§ **REQUISITOS DAS TAREFAS**:
• 1. No trecho sobre locação para temporada, reescreva de forma mais curta, ou em tópicos, o parágrafo que começa com "Com efeito. A locação para temporada", mantendo seus fatos principais.
• 2. Por favor, escreva a continuação do trecho sobre locação para temporada a partir do ponto em que ele termina.

§ **TRECHO DE ORIGEM**:
****************

Art. 48. Considera-se locação para temporada aquela destinada à residência temporária do locatário, para prática de lazer, realização de cursos, tratamento de saúde, feitura de obras em seu imóvel, e outros fatos que decorrem tão-somente de determinado tempo, e contratada por prazo não superior a noventa dias, esteja ou não mobiliado o imóvel. Grifamos.

Com efeito. A locação para temporada se dá por um período curto não superior a noventa dias, pois ultrapassado esse prazo, será considerada locação convencional por prazo indeterminado. Todavia, na locação por temporada tradicional, costuma haver a contratação por um período de locação maior ou de até noventa dias previstos, autorizando a cobrança adiantada dos aluguéis ao locador.

Já nas locações realizadas nesse novo formato de hospedagem, o prazo é muito curto, havendo casos de locações por um único dia ou final de semana prolongado.

Por esse ângulo, igualmente seria afastada a ideia de locação típica para temporada, seja pelo exíguo prazo - em que pese não haver a imposição de contratação por período menor que noventa dias - como também seria descaracterizada pela denominação empregada “hospedagem”, tentando afastar a lei de locações à essa nova modalidade de negócio e aproximá-la a locação com serviços de hospedagem.

Ademais, uma vez que for constado se tratar de um típico contrato de hospedagem, a Lei de Locações, mesmo que para fins de temporada, não se aplicaria, devendo ser aplicadas às regras do Código Civil, para esses contratos de hospedagem em unidades de apart-hotel ou flat, veja-se:

Lei nº 8.245/91:

Art. 1º A locação de imóvel urbano regula-se pelo disposto nesta lei:

Parágrafo único. Continuam regulados pelo Código Civil e pelas leis especiais:

a) as locações: (...) 4. em apart-hotéis, hotéis-residência ou equiparados, assim considerados aqueles que prestam serviços regulares a seus usuários e como tais sejam autorizados a funcionar.

****************

§ **REGISTROS FORNECIDOS**:
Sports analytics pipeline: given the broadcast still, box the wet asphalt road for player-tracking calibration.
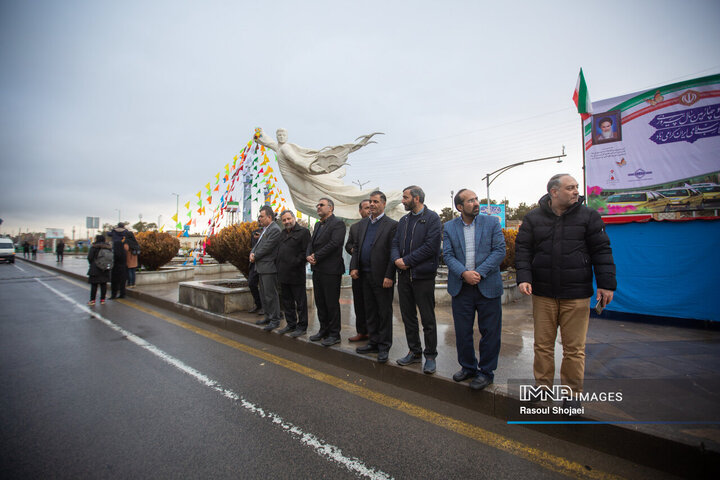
[0,263,680,479]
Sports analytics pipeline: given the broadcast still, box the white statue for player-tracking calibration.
[255,128,407,219]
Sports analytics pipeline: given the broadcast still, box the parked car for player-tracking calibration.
[607,191,669,212]
[693,183,720,208]
[658,187,703,210]
[0,238,15,263]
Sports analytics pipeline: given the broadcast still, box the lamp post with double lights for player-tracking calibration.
[170,193,180,233]
[483,145,567,213]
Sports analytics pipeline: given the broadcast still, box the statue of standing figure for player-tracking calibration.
[255,128,406,223]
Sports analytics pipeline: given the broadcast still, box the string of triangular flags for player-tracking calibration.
[167,129,287,263]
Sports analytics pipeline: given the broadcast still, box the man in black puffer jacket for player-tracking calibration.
[515,174,617,406]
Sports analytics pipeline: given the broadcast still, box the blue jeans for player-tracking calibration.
[452,283,502,380]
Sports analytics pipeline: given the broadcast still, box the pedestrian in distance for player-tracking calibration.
[515,174,617,407]
[87,235,113,306]
[248,228,265,316]
[345,199,370,342]
[124,230,140,288]
[277,210,310,338]
[306,198,345,347]
[390,185,442,374]
[443,188,505,390]
[109,222,127,300]
[250,205,282,332]
[350,191,398,363]
[55,240,65,263]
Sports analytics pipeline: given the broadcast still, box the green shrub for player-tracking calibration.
[214,222,258,278]
[135,231,180,270]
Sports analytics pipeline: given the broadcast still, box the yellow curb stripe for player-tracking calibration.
[118,299,623,480]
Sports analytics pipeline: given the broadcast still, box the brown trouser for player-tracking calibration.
[532,295,590,392]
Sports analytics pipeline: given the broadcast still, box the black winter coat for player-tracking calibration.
[87,243,112,283]
[277,224,310,285]
[306,215,346,281]
[390,206,442,279]
[515,194,617,299]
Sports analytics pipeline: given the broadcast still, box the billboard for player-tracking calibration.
[583,75,720,220]
[480,203,505,228]
[45,228,65,238]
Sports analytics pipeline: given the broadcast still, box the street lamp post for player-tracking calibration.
[483,145,567,212]
[170,193,180,233]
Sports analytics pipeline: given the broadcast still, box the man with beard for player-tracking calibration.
[515,174,617,407]
[345,199,370,342]
[390,185,442,374]
[306,198,345,347]
[443,188,505,390]
[250,205,281,332]
[350,190,397,363]
[277,210,310,338]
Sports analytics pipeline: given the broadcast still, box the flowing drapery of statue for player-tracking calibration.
[255,128,407,223]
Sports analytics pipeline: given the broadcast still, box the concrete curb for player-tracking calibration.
[22,259,720,478]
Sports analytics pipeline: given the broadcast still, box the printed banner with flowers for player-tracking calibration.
[583,75,720,221]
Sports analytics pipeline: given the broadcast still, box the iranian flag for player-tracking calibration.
[573,68,592,120]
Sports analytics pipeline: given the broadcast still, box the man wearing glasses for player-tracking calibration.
[306,198,345,347]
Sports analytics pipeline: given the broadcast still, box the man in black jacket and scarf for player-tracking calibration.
[515,174,617,406]
[277,210,310,338]
[390,185,442,374]
[305,198,345,347]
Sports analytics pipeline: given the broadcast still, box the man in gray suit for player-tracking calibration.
[250,205,282,332]
[443,188,505,390]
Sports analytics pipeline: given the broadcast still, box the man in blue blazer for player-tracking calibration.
[443,189,505,390]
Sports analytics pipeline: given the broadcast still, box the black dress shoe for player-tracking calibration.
[289,330,307,338]
[470,373,492,390]
[453,370,477,382]
[320,337,340,347]
[355,344,380,353]
[423,358,437,375]
[397,352,422,367]
[310,332,326,342]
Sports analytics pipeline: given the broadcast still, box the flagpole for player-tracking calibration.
[580,116,592,201]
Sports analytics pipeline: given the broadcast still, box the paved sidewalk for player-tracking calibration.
[21,253,720,474]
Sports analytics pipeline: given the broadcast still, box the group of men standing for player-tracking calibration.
[250,174,616,400]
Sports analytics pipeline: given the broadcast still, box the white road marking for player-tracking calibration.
[35,278,393,480]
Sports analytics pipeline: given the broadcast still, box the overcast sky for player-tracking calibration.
[0,0,720,238]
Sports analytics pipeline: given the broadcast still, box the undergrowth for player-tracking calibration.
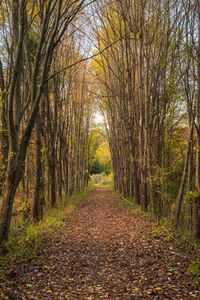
[0,186,92,299]
[114,192,200,286]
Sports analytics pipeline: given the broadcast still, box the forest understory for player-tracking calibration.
[1,188,200,300]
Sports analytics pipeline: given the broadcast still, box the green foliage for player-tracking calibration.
[90,173,113,187]
[0,187,91,299]
[90,159,104,175]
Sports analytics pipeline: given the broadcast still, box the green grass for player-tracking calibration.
[114,192,200,286]
[0,186,93,300]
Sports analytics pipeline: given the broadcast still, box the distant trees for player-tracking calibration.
[94,0,200,237]
[0,0,93,241]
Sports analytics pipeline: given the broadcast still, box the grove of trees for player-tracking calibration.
[93,0,200,237]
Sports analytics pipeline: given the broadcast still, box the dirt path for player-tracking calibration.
[11,189,200,300]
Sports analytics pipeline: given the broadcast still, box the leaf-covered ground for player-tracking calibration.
[11,188,200,300]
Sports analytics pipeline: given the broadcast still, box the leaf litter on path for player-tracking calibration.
[9,188,200,300]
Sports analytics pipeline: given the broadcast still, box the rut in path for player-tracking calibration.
[13,188,200,300]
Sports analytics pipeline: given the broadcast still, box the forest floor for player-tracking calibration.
[7,188,200,300]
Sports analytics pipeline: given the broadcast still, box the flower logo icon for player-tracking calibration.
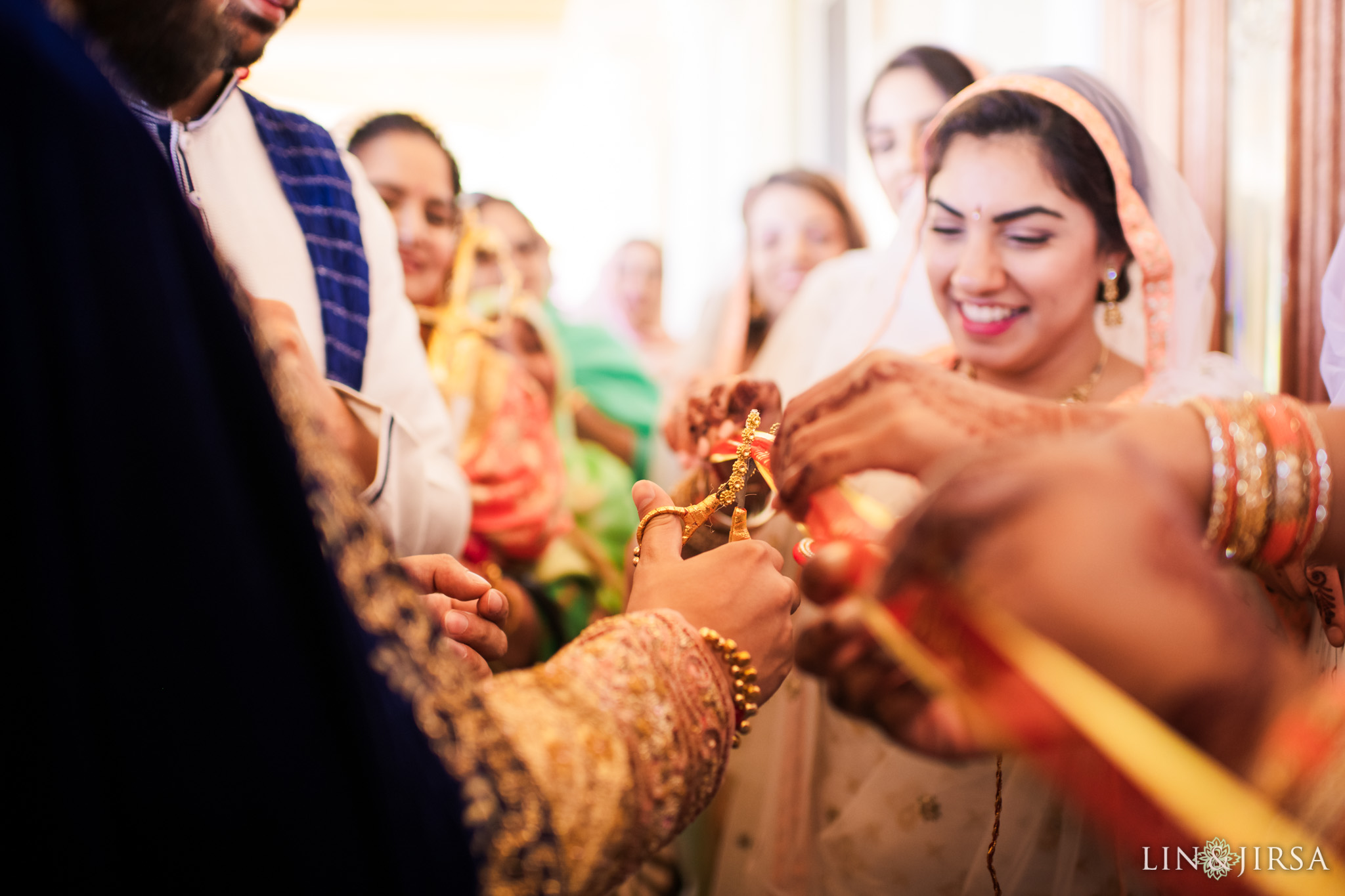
[1196,837,1241,880]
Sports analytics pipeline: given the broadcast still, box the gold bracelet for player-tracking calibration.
[1295,404,1332,560]
[631,408,761,566]
[701,629,761,750]
[1186,398,1236,549]
[1224,396,1272,563]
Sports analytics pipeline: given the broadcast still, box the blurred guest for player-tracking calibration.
[474,195,659,477]
[349,126,636,658]
[583,239,680,393]
[683,168,868,384]
[752,47,973,400]
[123,0,470,553]
[347,113,463,339]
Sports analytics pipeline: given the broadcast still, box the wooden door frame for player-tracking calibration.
[1281,0,1345,402]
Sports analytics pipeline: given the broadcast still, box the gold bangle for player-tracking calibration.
[1186,398,1236,551]
[701,629,761,750]
[1224,396,1272,563]
[631,408,761,566]
[1295,403,1332,560]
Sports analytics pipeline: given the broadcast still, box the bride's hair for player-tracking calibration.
[925,90,1131,302]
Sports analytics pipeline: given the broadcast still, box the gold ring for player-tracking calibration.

****************

§ **RESPOSTAS POR TAREFA**:
• 1.
- A locação para temporada tem prazo curto, de no máximo noventa dias.
- Se esse prazo for ultrapassado, passa a ser considerada locação convencional por prazo indeterminado.
- Na temporada tradicional, costuma-se contratar um período maior ou de até noventa dias, o que autoriza a cobrança adiantada dos aluguéis.

• 2.
O TJ-SP sempre afastou o pedido de despejo e declarou o autor carecedor de ação, quando se depara com o contrato de hospedagem, julgando extinta a ação de despejo, orientando que seja manejada por meio de ação de retomada da posse pelo proprietário, confira-se:

Decisão agravada que determinou o cumprimento da liminar de despejo e citação do réu. Insurgência. Contrato firmado entre as partes onde constou se tratar de locação por temporada. Imóvel alugado em condomínio que oferecia diversos serviços, dentre eles, de limpeza e arrumação diária dos quartos, oferecimento de internet grátis, apartamentos mobiliados e a possibilidade de contratação por diárias que revela se tratar de contrato de hospedagem, e não de locação. Inaplicabilidade da Lei do Inquilinato aos contratos de hospedagem em unidades de apart-hotel ou flat (art. 1°, alínea “a”, n° 4, da Lei n. 8.245/1991). Autor da ação de despejo cumulada com cobrança que carece dessa ação. Agravo provido. (Agravo de Instrumento nº 2257382-11.2015.8.26.0000. São Paulo. 35ª Câm. Dir. Privado. Rel. Morais Pucci. J. 22.07.2016).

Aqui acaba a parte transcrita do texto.